• [Set task]: In this exercise, reproduce all the entries that follow exactly.

Coordinate labeling data:

↓

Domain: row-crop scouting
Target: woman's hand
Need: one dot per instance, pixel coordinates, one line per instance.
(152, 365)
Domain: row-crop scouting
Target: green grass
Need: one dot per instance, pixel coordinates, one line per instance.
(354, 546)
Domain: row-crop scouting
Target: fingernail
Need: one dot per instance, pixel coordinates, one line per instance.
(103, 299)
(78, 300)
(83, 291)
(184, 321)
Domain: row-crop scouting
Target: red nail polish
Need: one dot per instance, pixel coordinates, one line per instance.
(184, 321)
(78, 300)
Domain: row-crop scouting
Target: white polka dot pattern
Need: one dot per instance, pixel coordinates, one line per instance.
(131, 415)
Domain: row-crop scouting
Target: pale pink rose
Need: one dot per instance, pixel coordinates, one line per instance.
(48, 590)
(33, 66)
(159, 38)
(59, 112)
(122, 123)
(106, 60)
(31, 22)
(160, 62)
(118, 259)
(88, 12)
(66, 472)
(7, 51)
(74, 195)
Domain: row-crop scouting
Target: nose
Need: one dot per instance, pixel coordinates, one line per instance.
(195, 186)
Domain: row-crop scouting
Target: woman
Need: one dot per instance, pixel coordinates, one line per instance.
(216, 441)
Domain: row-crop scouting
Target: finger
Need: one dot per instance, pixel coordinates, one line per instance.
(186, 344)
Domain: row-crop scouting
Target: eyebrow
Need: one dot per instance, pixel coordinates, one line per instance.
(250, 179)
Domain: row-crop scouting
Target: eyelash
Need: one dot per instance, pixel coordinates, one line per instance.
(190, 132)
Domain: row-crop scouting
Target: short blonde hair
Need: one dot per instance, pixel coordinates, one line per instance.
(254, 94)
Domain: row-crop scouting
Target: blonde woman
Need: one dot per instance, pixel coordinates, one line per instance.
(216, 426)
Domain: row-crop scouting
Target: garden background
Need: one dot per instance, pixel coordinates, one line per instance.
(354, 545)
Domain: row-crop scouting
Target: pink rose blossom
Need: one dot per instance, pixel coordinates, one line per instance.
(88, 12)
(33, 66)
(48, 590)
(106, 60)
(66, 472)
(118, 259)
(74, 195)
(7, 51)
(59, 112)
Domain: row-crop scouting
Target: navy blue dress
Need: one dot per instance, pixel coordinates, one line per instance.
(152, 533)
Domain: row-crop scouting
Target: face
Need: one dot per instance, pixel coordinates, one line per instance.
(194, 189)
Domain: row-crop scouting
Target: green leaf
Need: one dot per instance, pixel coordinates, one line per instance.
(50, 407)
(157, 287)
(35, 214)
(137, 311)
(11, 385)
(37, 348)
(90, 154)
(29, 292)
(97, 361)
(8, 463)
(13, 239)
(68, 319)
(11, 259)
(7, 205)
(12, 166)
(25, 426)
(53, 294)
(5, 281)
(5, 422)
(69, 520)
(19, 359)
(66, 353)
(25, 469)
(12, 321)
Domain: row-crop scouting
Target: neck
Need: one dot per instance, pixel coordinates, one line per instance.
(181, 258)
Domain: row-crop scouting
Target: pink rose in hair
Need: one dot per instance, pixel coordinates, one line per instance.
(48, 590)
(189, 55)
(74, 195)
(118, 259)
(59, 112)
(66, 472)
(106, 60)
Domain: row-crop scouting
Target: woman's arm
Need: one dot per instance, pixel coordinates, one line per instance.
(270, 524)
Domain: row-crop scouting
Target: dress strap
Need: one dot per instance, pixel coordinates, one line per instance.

↑

• [Solution to the exercise]:
Domain: row-crop scouting
Target: woman's hand
Need: one dot per instance, pixel coordinates, one line per instance.
(152, 365)
Domain: row-crop scouting
Target: green grass
Need: one dot per instance, pixel coordinates, one line per instance.
(354, 546)
Domain: row-crop scouting
Target: fingernail
Need: one dot per instance, pixel coordinates, one line per instance.
(103, 299)
(78, 300)
(83, 291)
(184, 321)
Domain: row-crop scouting
Target: red nail polish
Need: one dot per instance, pixel coordinates, one line per instance.
(184, 321)
(78, 300)
Domain: row-crop scouting
Target: white polka dot pattern
Need: one dot per instance, pixel coordinates, one line per instance.
(131, 415)
Domain: row-crop scouting
Target: pale pink rose
Need: one dot per instance, pixel coordinates, one line per instance.
(48, 590)
(33, 66)
(159, 38)
(59, 112)
(122, 123)
(106, 60)
(31, 22)
(160, 62)
(118, 259)
(88, 12)
(66, 472)
(7, 51)
(74, 195)
Domain: row-crop scouting
Target: nose
Need: one dot per instance, pixel coordinates, one line per instance.
(195, 186)
Domain: row-crop scouting
Target: woman
Need: one dot per instance, pixel coordinates, one line per instance.
(216, 441)
Domain: row-crop scouting
Target: finger
Need: one dot per instance, pixel coordinates, one line per instance.
(186, 344)
Domain: row-crop scouting
Target: eyebrow
Need: one dot per instance, pixel coordinates, one line per instance.
(250, 179)
Domain: row-crop scouting
Target: eyelash
Need: one dot per instance, pixel coordinates, one line per instance.
(190, 132)
Domain: row-crop scouting
Target: short blonde hair
Need: one dot per instance, pixel coordinates, one line per instance.
(254, 94)
Domain: row-crop scouting
Target: blonde woman
Need: one dot per instance, pixel coordinates, one line per instance.
(216, 426)
Domain: row-crop scouting
Target: garden background
Need: one dot per instance, pixel coordinates, one line per instance.
(354, 545)
Domain: row-crop scouting
Target: pink rose blossom
Need: one dot per instance, pixel coordinates, one line per instance.
(88, 12)
(33, 66)
(48, 590)
(106, 60)
(66, 472)
(118, 259)
(74, 195)
(7, 51)
(59, 112)
Domain: row-crop scouting
Target: navy blue dress
Need: one dot per instance, pixel coordinates, one line per instance.
(152, 533)
Domain: row-crop scouting
Target: face
Need: one dot per instance, pixel coordinates, one line per instance.
(194, 189)
Domain: row-crop scouting
Target: green leaf
Need: one dot per instance, pixel coordinates, one line per instance.
(50, 407)
(157, 287)
(35, 214)
(137, 311)
(11, 385)
(37, 348)
(90, 154)
(29, 292)
(97, 361)
(8, 463)
(13, 239)
(68, 319)
(11, 259)
(7, 205)
(12, 166)
(25, 426)
(53, 294)
(5, 281)
(5, 422)
(69, 520)
(19, 359)
(66, 353)
(25, 469)
(12, 321)
Domain: row-crop scouting
Target: neck
Need: one dot per instance, pixel coordinates, one line per instance.
(181, 258)
Domain: row-crop scouting
Target: pink rose in hair
Need: one dot per instance, pixel coordinates, one line per instance.
(48, 590)
(189, 55)
(74, 195)
(118, 259)
(59, 112)
(66, 472)
(106, 60)
Domain: row-crop scouting
Target: woman's arm
Need: one dot per instance, pixel coordinates, one line per instance.
(270, 524)
Domain: row-crop scouting
Target: dress strap
Need: one dot per instance, pixel coordinates, one line per instance.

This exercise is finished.